Assigned task
Please transcribe all of the entries exactly, leaving out any images.

Referring expression data
▬▬▬▬▬▬

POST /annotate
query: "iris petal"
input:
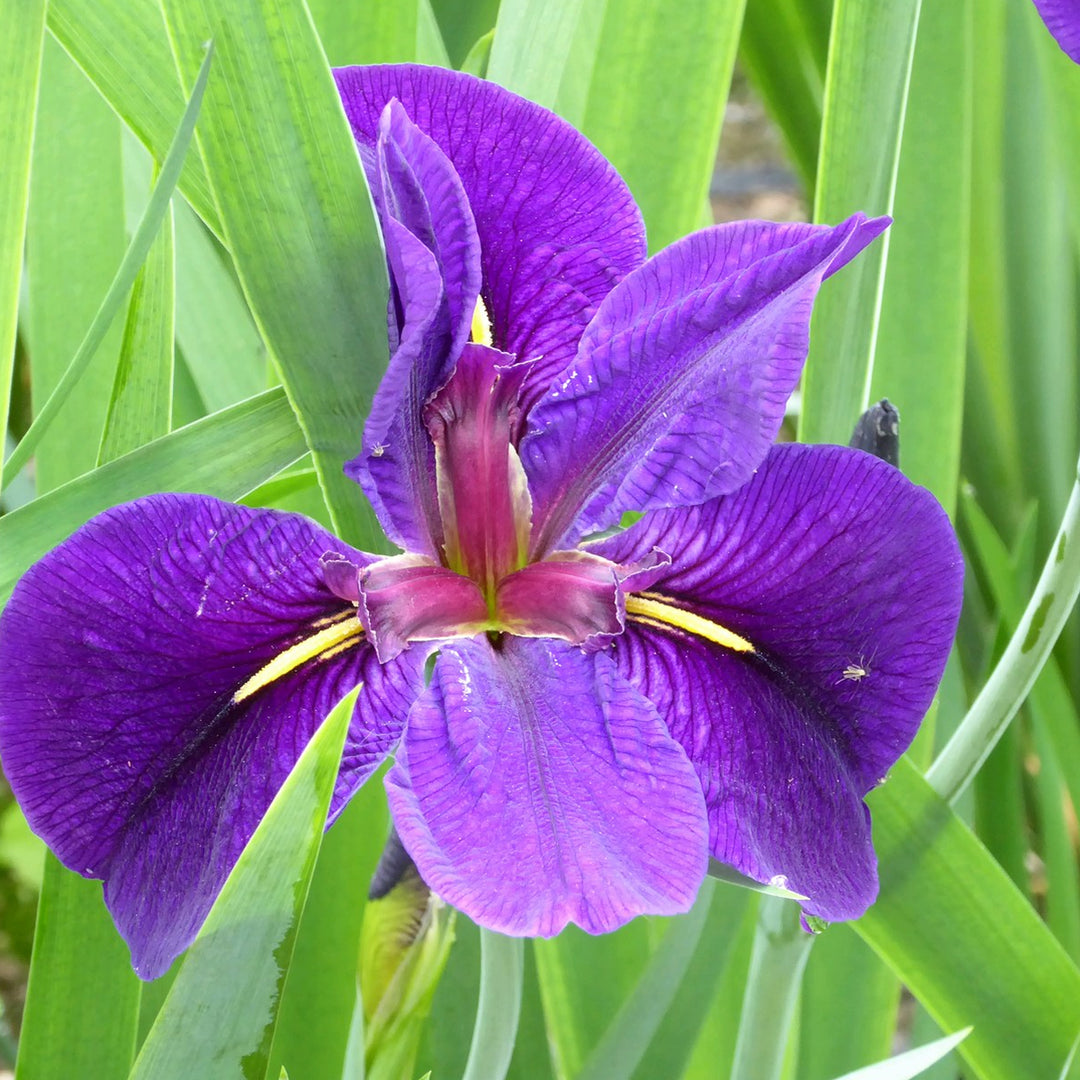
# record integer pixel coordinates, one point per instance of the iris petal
(846, 579)
(680, 381)
(1063, 21)
(536, 787)
(160, 674)
(557, 226)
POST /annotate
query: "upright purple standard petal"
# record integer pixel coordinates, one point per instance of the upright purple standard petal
(536, 787)
(846, 580)
(1063, 21)
(680, 380)
(142, 727)
(433, 253)
(557, 226)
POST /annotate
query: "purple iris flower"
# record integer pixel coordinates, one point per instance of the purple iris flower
(727, 677)
(1063, 21)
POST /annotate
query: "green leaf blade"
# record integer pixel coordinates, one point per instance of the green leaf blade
(225, 456)
(297, 219)
(21, 46)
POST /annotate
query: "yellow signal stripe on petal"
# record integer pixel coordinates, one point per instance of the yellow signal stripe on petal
(481, 333)
(648, 608)
(326, 643)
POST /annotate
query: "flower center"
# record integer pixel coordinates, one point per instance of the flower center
(483, 494)
(485, 582)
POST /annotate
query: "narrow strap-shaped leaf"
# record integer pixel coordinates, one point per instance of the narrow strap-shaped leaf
(781, 949)
(122, 46)
(848, 1012)
(297, 219)
(869, 65)
(655, 1030)
(318, 1008)
(531, 44)
(142, 405)
(219, 1015)
(500, 1002)
(156, 211)
(19, 70)
(919, 364)
(1053, 599)
(659, 121)
(76, 219)
(366, 31)
(912, 1063)
(787, 66)
(214, 329)
(946, 916)
(225, 455)
(82, 999)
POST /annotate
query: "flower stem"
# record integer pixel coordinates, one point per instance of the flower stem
(781, 949)
(1020, 664)
(502, 968)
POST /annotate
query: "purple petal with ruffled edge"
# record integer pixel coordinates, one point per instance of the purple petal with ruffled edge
(557, 225)
(536, 787)
(1063, 21)
(131, 731)
(397, 470)
(847, 580)
(680, 381)
(433, 253)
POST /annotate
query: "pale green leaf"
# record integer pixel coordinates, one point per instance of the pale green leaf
(75, 243)
(214, 329)
(142, 405)
(225, 455)
(659, 121)
(946, 917)
(122, 46)
(19, 70)
(82, 999)
(530, 48)
(82, 367)
(297, 219)
(869, 65)
(913, 1063)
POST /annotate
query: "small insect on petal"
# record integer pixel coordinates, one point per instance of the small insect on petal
(853, 673)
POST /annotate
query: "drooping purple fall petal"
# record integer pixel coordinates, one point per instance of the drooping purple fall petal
(846, 579)
(133, 730)
(680, 381)
(1063, 21)
(557, 225)
(412, 597)
(536, 787)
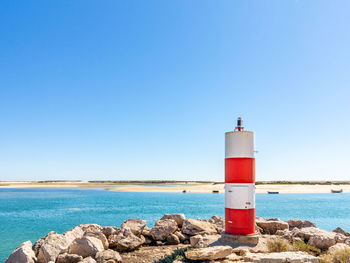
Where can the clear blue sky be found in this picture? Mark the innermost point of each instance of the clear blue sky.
(123, 90)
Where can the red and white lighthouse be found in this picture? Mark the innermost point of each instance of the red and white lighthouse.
(239, 182)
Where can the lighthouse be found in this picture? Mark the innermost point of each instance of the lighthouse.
(239, 182)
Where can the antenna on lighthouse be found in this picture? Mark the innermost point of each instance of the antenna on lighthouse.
(239, 126)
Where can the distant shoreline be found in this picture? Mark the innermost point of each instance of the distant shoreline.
(181, 186)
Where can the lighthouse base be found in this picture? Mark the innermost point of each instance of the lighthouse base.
(244, 240)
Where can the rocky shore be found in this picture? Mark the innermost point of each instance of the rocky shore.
(174, 238)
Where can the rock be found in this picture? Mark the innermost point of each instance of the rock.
(159, 243)
(129, 243)
(163, 228)
(136, 225)
(23, 254)
(100, 236)
(109, 230)
(209, 253)
(68, 258)
(270, 226)
(219, 223)
(179, 218)
(40, 242)
(148, 241)
(307, 224)
(91, 228)
(113, 240)
(146, 232)
(72, 234)
(86, 246)
(108, 256)
(203, 241)
(52, 246)
(294, 223)
(335, 248)
(194, 227)
(88, 260)
(322, 241)
(182, 237)
(317, 237)
(126, 240)
(172, 240)
(339, 230)
(280, 257)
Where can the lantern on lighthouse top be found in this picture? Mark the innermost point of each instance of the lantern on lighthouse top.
(239, 181)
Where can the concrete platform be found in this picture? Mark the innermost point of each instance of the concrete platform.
(239, 240)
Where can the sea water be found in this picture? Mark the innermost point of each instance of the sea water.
(28, 214)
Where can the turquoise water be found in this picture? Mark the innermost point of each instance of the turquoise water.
(28, 214)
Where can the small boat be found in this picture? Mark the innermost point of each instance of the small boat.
(336, 191)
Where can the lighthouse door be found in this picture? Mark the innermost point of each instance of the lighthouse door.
(240, 196)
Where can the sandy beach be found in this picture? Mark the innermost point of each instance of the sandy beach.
(209, 188)
(178, 188)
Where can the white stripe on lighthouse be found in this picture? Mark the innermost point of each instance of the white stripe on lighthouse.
(239, 144)
(240, 196)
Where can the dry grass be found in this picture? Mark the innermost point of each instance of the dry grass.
(340, 256)
(302, 246)
(278, 245)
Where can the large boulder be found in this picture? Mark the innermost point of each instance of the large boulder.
(163, 228)
(109, 230)
(218, 222)
(322, 241)
(317, 237)
(125, 240)
(136, 225)
(108, 256)
(179, 218)
(23, 254)
(172, 239)
(88, 260)
(40, 242)
(194, 227)
(307, 223)
(86, 246)
(209, 253)
(337, 247)
(72, 234)
(339, 230)
(91, 228)
(68, 258)
(129, 243)
(270, 226)
(203, 241)
(294, 223)
(280, 257)
(100, 236)
(182, 237)
(51, 247)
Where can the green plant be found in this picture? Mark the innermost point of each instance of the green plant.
(340, 256)
(302, 246)
(278, 245)
(178, 254)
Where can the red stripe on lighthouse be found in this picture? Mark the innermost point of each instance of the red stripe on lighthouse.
(239, 170)
(240, 222)
(239, 182)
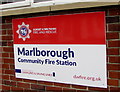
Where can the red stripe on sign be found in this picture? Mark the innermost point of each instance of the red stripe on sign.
(85, 28)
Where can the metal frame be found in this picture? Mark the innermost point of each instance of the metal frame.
(16, 4)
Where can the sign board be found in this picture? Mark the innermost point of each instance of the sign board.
(63, 48)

▬▬▬▬▬▬

Result
POST /annotate
query: "iris petal"
input:
# record integer pixel coordinates, one point per instance of the iris petal
(846, 579)
(680, 381)
(1063, 21)
(536, 787)
(160, 674)
(557, 226)
POST /annotate
query: "upright purple standard petal"
# record integer pixel coordinates, one point per instance of the upright purple standard petal
(536, 787)
(846, 580)
(1063, 21)
(680, 380)
(142, 727)
(433, 253)
(557, 226)
POST /annotate
query: "purple iris flower"
# record integer pixel coordinates, one point per instance of the purple iris flower
(727, 677)
(1063, 21)
POST /annotate
query: "green leaf blade"
# record integer pixel coordinates, one point per instance of the green leaf blade
(225, 456)
(297, 219)
(21, 46)
POST /annotate
query: "yellow signal stripe on petal"
# record integer pixel coordinates, one point per instance of the yellow signal stripe on petal
(481, 333)
(648, 608)
(326, 643)
POST /annotate
query: "flower center"
# record integer pixel coordinates, one point per instance of the flower center
(483, 494)
(485, 582)
POST /annotate
query: "narrow strap-shaped leaf"
# record integer pixel coordinates, one point per instance of the narrow strap-shaped leaf
(781, 949)
(122, 46)
(848, 1012)
(297, 219)
(869, 65)
(655, 1030)
(318, 1008)
(531, 44)
(142, 405)
(219, 1015)
(500, 1002)
(156, 211)
(19, 70)
(919, 364)
(1053, 599)
(659, 121)
(76, 219)
(366, 31)
(912, 1063)
(787, 66)
(214, 329)
(946, 916)
(225, 455)
(82, 999)
POST /annotate
query: "flower stem"
# record integer pixel coordinates, one point per instance of the flower stem
(781, 949)
(1020, 664)
(502, 968)
POST /annotate
query: "purple petal with ruffled edge"
# record integer pixel coordinates, one point per instance of the purple petal with ruffled edge
(557, 225)
(536, 787)
(1063, 21)
(131, 731)
(397, 470)
(847, 580)
(680, 381)
(433, 253)
POST /annotate
query: "pale green leaf"
# record integer pixel coordinates, one point per instance of the pale green leaf
(75, 243)
(214, 329)
(142, 405)
(225, 455)
(659, 121)
(946, 917)
(122, 46)
(19, 70)
(82, 999)
(530, 48)
(82, 367)
(297, 219)
(869, 65)
(913, 1063)
POST /annotate
query: "small insect on petal"
# record integer pixel coordinates, one point per instance of the small insect on petal
(853, 673)
POST /annotate
query: "drooping purple fall petal"
# record integer pixel coordinates, one point per instance of the drooping purple fall petal
(846, 579)
(133, 730)
(680, 381)
(1063, 21)
(557, 225)
(412, 597)
(536, 787)
Where can the clear blue sky be found in this picture? Mark the innermost point of each instance of the clear blue sky.
(123, 90)
Where can the red and white lighthouse be found in this picture? Mark the innermost point of each instance of the red and white lighthouse.
(239, 182)
Where can the lighthouse be found in this picture? Mark the innermost point of each instance of the lighthouse.
(239, 182)
Where can the antenna on lighthouse be found in this picture? Mark the innermost point of each instance of the antenna on lighthouse.
(239, 126)
Where can the distant shoreline be found in this picture? Mark the innermost point of each instance of the distant shoreline.
(181, 186)
Where can the lighthouse base be found in this picture? Mark the innermost point of each instance of the lighthouse base.
(244, 240)
Where can the rocky shore be found in this picture? Mark the innermost point of each instance of the rocky shore.
(174, 238)
Where can the rock be found in this picture? Mark the innermost point of each instance of the rock.
(159, 243)
(129, 243)
(163, 228)
(136, 225)
(23, 254)
(100, 236)
(109, 230)
(209, 253)
(68, 258)
(270, 226)
(219, 223)
(179, 218)
(40, 242)
(148, 241)
(307, 224)
(91, 228)
(113, 240)
(146, 232)
(72, 234)
(86, 246)
(108, 256)
(203, 241)
(52, 246)
(294, 223)
(335, 248)
(194, 227)
(88, 260)
(322, 241)
(182, 237)
(317, 237)
(126, 240)
(172, 240)
(339, 230)
(280, 257)
Where can the lantern on lighthouse top be found in this picture? Mark the innermost point of each instance of the lantern on lighthouse top.
(239, 181)
Where can the concrete platform be found in this picture? Mark the innermost point of each instance of the concrete platform.
(239, 240)
Where can the sea water be found in this picture? Mark the innermost point of each instance of the sea water.
(28, 214)
Where can the turquoise water be found in this picture? Mark the innermost point of each instance of the turquoise water.
(28, 214)
Where can the small boat be found in this picture? Mark the innermost point of each instance of the small boat.
(336, 191)
Where can the lighthouse door be found in this picture? Mark the innermost point of each instance of the lighthouse door.
(240, 196)
Where can the sandy beach be found in this picture? Mark the innermost point of each instance of the sandy beach.
(209, 188)
(178, 188)
Where can the white stripe on lighthouse be found in this picture? Mark the innermost point of each instance of the white stripe on lighthouse.
(239, 144)
(240, 196)
Where can the dry grass be found in this picture? Mark the innermost point of each instance of the dry grass.
(340, 256)
(302, 246)
(278, 245)
Where can the large boulder be found in this picture? Mark the innermost point of each instance of the large boulder.
(163, 228)
(109, 230)
(218, 222)
(322, 241)
(317, 237)
(125, 240)
(136, 225)
(108, 256)
(179, 218)
(23, 254)
(172, 239)
(88, 260)
(40, 242)
(194, 227)
(307, 223)
(86, 246)
(209, 253)
(337, 247)
(72, 234)
(339, 230)
(91, 228)
(68, 258)
(129, 243)
(270, 226)
(203, 241)
(294, 223)
(280, 257)
(100, 236)
(182, 237)
(51, 247)
Where can the green plant be found in this picture? Mark the innermost point of each instance of the green plant.
(340, 256)
(302, 246)
(278, 245)
(178, 254)
Where can the red stripe on lighthouse be found in this picture? Mark the innermost point of each instance of the red stripe on lighthouse.
(239, 170)
(240, 222)
(239, 182)
Where can the red stripe on sign be found in this picture? Mark the innermost point of each instance of the red stripe on sign.
(85, 28)
Where can the metal frame be found in this picture? Mark the innermost point of each instance of the metal frame.
(16, 4)
Where can the sign board be found in this picture? Mark the innermost point of each instance of the sign board.
(63, 48)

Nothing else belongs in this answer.